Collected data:
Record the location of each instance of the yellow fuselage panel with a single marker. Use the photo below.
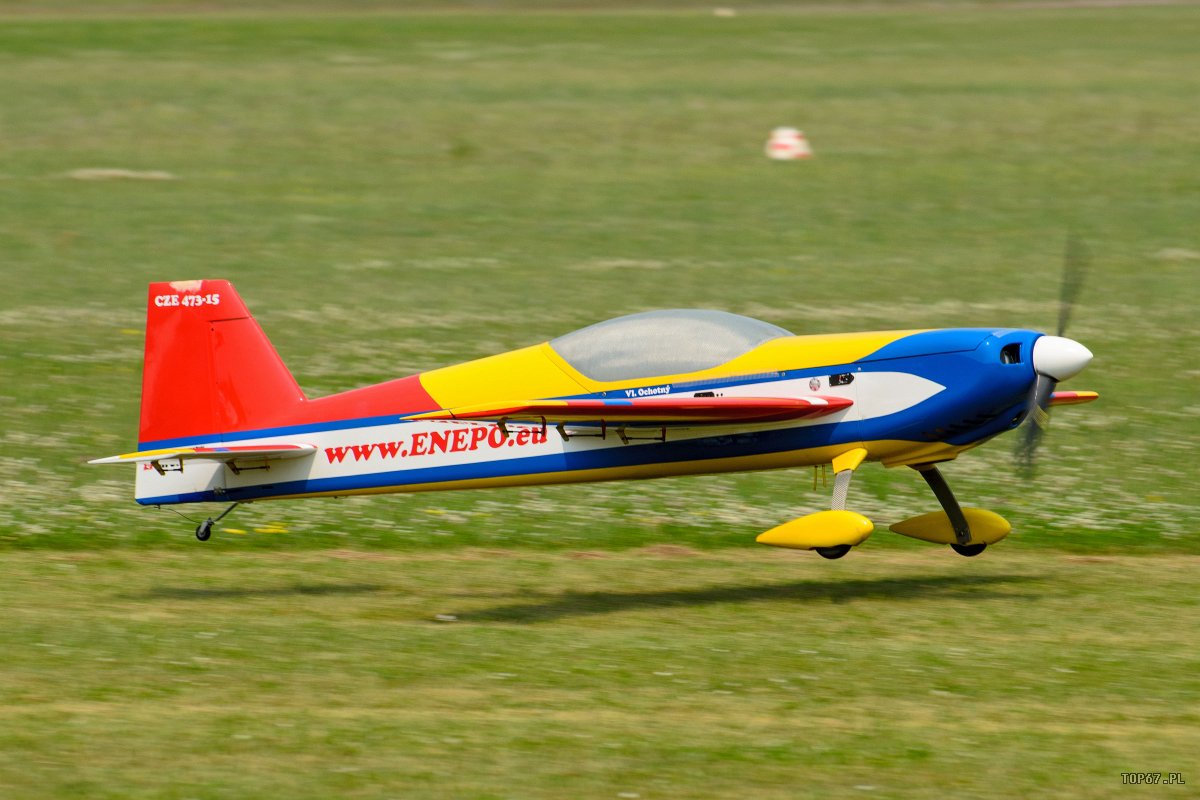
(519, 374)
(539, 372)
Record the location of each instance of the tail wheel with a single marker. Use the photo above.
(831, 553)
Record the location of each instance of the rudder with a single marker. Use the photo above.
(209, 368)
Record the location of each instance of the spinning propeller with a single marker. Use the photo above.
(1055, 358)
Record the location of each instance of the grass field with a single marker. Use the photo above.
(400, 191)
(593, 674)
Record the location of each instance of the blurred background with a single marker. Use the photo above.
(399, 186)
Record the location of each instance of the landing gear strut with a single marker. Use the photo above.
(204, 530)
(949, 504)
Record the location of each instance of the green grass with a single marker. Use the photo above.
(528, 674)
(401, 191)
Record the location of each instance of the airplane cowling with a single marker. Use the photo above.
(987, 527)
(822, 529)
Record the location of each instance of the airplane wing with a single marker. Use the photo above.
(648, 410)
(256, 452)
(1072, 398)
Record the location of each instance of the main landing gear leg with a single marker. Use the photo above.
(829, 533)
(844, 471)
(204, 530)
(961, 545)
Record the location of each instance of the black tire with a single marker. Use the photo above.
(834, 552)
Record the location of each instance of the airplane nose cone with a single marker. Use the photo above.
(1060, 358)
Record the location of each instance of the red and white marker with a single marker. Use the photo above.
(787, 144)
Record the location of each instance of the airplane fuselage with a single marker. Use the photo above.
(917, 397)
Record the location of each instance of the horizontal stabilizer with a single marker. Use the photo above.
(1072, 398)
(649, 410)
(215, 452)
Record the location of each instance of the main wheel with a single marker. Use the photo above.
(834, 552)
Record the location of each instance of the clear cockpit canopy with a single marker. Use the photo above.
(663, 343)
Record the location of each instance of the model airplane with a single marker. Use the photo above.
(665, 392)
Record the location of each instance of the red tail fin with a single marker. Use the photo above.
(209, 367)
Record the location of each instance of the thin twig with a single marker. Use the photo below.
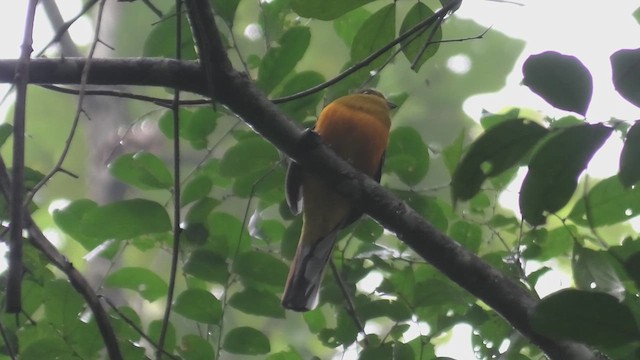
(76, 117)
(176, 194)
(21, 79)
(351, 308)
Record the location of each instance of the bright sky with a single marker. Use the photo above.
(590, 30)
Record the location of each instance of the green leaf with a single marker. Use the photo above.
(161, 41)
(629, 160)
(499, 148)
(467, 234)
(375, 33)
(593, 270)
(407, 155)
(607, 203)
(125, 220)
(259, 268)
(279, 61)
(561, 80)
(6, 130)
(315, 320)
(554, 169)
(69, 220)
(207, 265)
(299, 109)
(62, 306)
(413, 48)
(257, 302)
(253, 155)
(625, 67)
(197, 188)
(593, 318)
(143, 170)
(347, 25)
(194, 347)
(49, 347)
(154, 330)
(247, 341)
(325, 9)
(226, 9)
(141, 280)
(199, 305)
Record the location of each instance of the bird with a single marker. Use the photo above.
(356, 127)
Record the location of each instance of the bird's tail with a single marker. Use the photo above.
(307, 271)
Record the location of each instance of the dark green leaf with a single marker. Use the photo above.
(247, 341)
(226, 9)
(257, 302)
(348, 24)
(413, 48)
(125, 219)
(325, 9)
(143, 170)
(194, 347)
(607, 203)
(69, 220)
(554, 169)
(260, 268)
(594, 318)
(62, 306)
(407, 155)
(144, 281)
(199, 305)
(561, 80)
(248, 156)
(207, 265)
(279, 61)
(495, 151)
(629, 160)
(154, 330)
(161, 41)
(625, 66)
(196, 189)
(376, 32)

## Directions
The job here is to retype the data exactly, with no pictures included.

## Exercise output
Record the location of each instance of the yellow fuselage panel with a single marker. Use the photo below.
(519, 374)
(539, 372)
Record the location of each instance of the tail wheel with a single marker. Use the photo above.
(831, 553)
Record the location of each instance of the rudder with a single marker. Use the photo above.
(209, 368)
Record the location of each instance of the spinning propeller with a single marker. Use the photo above.
(1055, 358)
Record the location of each instance of the grass field with a single marker. Use the photo above.
(400, 191)
(593, 674)
Record the location of each instance of the blurred background with a single marker. Use the photo above.
(399, 186)
Record the location of each instance of the landing gear strut with a single marker. Use the photo above.
(204, 530)
(949, 504)
Record the location of each instance of the green grass with a single marker. Use the photo above.
(528, 674)
(401, 191)
Record the location of each instance of the airplane cowling with a single marker. Use the photo above.
(987, 527)
(822, 529)
Record the location of each instance of the airplane wing with a single marker. Use the photo above.
(648, 410)
(256, 452)
(1072, 398)
Record the location of each instance of the main landing gear leg with a single marker. Use the photo above.
(829, 533)
(844, 471)
(204, 530)
(961, 545)
Record the location of each instance of the black tire with a single marker. Use the photo above.
(834, 552)
Record the location of each instance of the airplane nose cone with a single marker. Use the photo above.
(1060, 358)
Record the location of each instance of the red and white marker with a single marker. Use the photo above.
(787, 144)
Record the location of each instance of the airplane fuselage with a single marker. Use the photo above.
(917, 397)
Record the location of each instance of the horizontal stabilizer with a single marker. Use the photo above.
(1072, 398)
(649, 410)
(215, 452)
Record the location of each instance of the main wheel with a single marker. Use the photo above.
(834, 552)
Record the location of each instance of the clear cockpit canopy with a single marker. Use the photo above.
(663, 343)
Record the location of each instance of the model airplane with a single marker. Use the photo above.
(665, 392)
Record the location of each instance of the red tail fin with a single marker. Use the photo above.
(209, 367)
Record the location of each instance of the thin twig with a single marker. Use the photo below.
(76, 117)
(176, 194)
(21, 79)
(351, 308)
Record the location of each instance of the bright sky with a single marker. Use the photo above.
(590, 30)
Record the location of each instance of the green leaf with a single marker. Use the photo above.
(161, 41)
(629, 160)
(499, 148)
(467, 234)
(375, 33)
(593, 270)
(407, 155)
(607, 203)
(125, 220)
(259, 268)
(279, 61)
(561, 80)
(6, 130)
(315, 320)
(554, 169)
(69, 220)
(207, 265)
(299, 109)
(62, 306)
(413, 48)
(257, 302)
(253, 155)
(625, 67)
(197, 188)
(593, 318)
(143, 170)
(347, 25)
(194, 347)
(49, 347)
(154, 330)
(247, 341)
(325, 9)
(226, 9)
(141, 280)
(199, 305)
Record the location of each instance of the bird with a single marker. Use the photo above.
(356, 127)
Record the location of each instance of the bird's tail with a single marker. Use the photo above.
(307, 271)
Record the location of each instance of the dark green leaf with a single marker. Use the photo above.
(247, 341)
(226, 9)
(257, 302)
(348, 24)
(413, 48)
(125, 219)
(325, 9)
(143, 170)
(194, 347)
(607, 203)
(69, 220)
(554, 169)
(260, 268)
(594, 318)
(62, 306)
(407, 155)
(144, 281)
(199, 305)
(561, 80)
(248, 156)
(207, 265)
(279, 61)
(495, 151)
(629, 160)
(154, 330)
(161, 41)
(625, 66)
(196, 189)
(376, 32)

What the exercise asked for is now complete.